Published January 25, 2026 | Version 1.0.0
Software Open

Replication Package for "Speed at the Cost of Quality: How Cursor AI Increases Short-Term Velocity and Long-Term Complexity in Open-Source Projects"

  • 1. ROR icon Carnegie Mellon University

Description

This replication package contains the replication package for the following paper:

Hao He, Courtney Miller, Shyam Agarwal, Christian Kästner, and Bogdan Vasilescu. 2026. Speed at the Cost of Quality: How Cursor AI Increases Short-Term Velocity and Long-Term Complexity in Open-Source Projects. In 23rd International Conference on Mining Software Repositories (MSR ’26), April 13–14, 2026, Rio de Janeiro, Brazil. ACM, New York, NY, USA, 19 pages. https://doi.org/10.1145/3793302.3793349

Organization

  • The scripts/ folder contains all the scripts we used to collect data, run propensity score matching, and collect SonarQube metrics. These scripts are volatile in nature: Rerunning them will likely not get the same dataset we obtained for our paper (GitHub repositories growing and taken down, GitHub API changing, SonarQube changing, etc.), but they might be a valuable reference.
  • The data/ folder contains the exact dataset we used for our paper.
    • repos.csv: Metadata for treatment group repositories (Cursor-adopting projects)
    • cursor_commits.csv: Commit-level data showing commits modifying Cursor configuration files
    • cursor_files.csv: File-level data for Cursor configuration files
    • repo_events.csv / repo_events_control.csv: GitHub event data for treatment/control repositories
    • matching.csv: Propensity score matching results (treatment-control pairs)
    • panel_event_monthly.csv: Main panel dataset used for DiD analysis (monthly aggregated)
    • ts_repos_monthly.csv / ts_repos_control_monthly.csv: Monthly time series for treatment/control groups
    • repo_metrics.csv: Additional repository-level metrics (stars, contributors, etc.)
    • sonarqube_warnings.csv: SonarQube static analysis warnings per repository (as available)
    • sonarqube_warning_definitions.csv: Definitions and categories of SonarQube warning types
    • control_repo_candidates_*.csv: Monthly snapshots of candidate control repositories
  • The notebooks/ folder contains R notebooks that will read from data/ and reproduce results in the paper.

→ **Exercise 1**
Reproduce word for word the passage of the replication package description that begins with the words "Organization" and ends with "for our paper.".

(Records)
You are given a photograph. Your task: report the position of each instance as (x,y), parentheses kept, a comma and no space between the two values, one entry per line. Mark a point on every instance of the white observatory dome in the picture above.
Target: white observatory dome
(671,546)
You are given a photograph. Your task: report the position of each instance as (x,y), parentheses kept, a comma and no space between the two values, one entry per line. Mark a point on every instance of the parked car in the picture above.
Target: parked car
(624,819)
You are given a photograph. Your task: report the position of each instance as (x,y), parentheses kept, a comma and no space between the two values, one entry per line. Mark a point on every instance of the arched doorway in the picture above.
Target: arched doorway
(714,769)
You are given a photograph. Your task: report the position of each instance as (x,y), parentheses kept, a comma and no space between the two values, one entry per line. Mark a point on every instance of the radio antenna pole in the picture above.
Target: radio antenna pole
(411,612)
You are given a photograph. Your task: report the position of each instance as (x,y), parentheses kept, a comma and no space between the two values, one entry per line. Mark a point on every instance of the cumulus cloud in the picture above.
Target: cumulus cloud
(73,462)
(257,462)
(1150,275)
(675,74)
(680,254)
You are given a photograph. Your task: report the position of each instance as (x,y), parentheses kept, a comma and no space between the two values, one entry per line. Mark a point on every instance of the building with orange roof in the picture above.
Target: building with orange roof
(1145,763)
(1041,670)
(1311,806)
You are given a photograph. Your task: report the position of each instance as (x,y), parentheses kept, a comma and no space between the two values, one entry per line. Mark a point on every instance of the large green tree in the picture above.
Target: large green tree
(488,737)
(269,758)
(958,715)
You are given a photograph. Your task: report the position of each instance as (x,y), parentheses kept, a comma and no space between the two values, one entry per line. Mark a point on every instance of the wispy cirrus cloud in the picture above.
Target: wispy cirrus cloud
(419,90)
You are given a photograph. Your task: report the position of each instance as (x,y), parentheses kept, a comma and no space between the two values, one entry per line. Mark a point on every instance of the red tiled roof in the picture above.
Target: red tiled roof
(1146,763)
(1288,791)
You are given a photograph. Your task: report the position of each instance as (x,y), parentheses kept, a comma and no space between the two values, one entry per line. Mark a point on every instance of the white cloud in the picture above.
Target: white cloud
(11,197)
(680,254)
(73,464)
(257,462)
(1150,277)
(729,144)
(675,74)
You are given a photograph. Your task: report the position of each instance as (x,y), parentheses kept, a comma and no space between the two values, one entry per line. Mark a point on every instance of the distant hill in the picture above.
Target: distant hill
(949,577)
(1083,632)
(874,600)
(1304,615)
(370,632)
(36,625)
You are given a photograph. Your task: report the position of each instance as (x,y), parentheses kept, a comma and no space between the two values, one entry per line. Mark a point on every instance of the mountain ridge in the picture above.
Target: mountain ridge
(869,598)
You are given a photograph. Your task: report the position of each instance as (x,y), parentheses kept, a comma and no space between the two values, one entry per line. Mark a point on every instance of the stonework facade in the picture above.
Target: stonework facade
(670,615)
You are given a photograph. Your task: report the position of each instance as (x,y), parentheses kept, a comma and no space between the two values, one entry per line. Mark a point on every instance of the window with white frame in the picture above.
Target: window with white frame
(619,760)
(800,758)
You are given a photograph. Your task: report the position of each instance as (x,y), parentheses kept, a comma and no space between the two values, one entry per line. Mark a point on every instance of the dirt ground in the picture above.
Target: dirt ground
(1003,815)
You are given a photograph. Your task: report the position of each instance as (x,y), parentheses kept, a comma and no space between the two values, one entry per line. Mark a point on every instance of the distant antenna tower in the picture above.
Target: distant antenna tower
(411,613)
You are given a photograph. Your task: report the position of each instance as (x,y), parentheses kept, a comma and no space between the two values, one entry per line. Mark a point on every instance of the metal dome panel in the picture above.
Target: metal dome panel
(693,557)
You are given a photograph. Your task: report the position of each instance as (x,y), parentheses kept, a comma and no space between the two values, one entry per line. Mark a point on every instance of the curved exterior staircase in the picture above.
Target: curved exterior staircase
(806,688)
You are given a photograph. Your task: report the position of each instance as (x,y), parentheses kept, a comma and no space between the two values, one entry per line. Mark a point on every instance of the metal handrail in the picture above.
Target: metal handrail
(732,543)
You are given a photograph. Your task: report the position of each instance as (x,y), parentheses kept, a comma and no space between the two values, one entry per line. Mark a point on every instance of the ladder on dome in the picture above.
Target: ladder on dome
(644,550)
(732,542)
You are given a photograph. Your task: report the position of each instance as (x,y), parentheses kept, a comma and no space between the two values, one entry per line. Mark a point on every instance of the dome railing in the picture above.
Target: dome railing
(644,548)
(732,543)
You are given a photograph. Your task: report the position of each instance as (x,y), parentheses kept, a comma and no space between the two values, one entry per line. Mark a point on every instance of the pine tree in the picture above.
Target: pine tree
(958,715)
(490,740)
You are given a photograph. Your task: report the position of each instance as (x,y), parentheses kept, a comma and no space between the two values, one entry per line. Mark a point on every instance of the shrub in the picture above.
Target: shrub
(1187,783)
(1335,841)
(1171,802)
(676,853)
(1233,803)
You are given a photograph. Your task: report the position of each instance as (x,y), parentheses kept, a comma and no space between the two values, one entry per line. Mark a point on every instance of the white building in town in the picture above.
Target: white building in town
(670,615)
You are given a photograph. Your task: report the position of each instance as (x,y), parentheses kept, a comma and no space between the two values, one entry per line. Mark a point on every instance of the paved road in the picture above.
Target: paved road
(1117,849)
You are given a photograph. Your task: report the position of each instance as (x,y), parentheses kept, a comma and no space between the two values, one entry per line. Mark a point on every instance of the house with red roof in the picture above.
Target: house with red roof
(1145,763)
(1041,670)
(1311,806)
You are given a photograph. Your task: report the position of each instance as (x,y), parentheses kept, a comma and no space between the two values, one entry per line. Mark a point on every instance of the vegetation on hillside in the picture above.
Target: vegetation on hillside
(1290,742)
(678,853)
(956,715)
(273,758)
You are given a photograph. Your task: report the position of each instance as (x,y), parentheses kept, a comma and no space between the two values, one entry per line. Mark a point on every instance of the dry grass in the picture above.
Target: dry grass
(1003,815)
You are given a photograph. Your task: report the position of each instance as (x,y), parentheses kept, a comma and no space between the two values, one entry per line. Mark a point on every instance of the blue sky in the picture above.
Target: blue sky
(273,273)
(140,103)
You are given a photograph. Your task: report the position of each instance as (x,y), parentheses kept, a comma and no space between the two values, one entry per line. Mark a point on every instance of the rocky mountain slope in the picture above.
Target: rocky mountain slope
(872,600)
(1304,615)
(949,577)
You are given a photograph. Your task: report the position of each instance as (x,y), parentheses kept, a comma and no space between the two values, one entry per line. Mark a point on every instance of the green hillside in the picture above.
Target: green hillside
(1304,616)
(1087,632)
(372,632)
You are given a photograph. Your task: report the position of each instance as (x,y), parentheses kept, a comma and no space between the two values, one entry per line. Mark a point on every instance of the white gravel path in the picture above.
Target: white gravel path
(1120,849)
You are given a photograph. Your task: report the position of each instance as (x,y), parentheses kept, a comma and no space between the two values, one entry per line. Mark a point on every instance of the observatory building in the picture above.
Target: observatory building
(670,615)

→ **Exercise 2**
How many lines in the records contain the string "ridge"? Reply with the number alone.

→ **Exercise response 1**
Organization

  • The scripts/ folder contains all the scripts we used to collect data, run propensity score matching, and collect SonarQube metrics. These scripts are volatile in nature: Rerunning them will likely not get the same dataset we obtained for our paper (GitHub repositories growing and taken down, GitHub API changing, SonarQube changing, etc.), but they might be a valuable reference.
  • The data/ folder contains the exact dataset we used for our paper.

→ **Exercise response 2**
2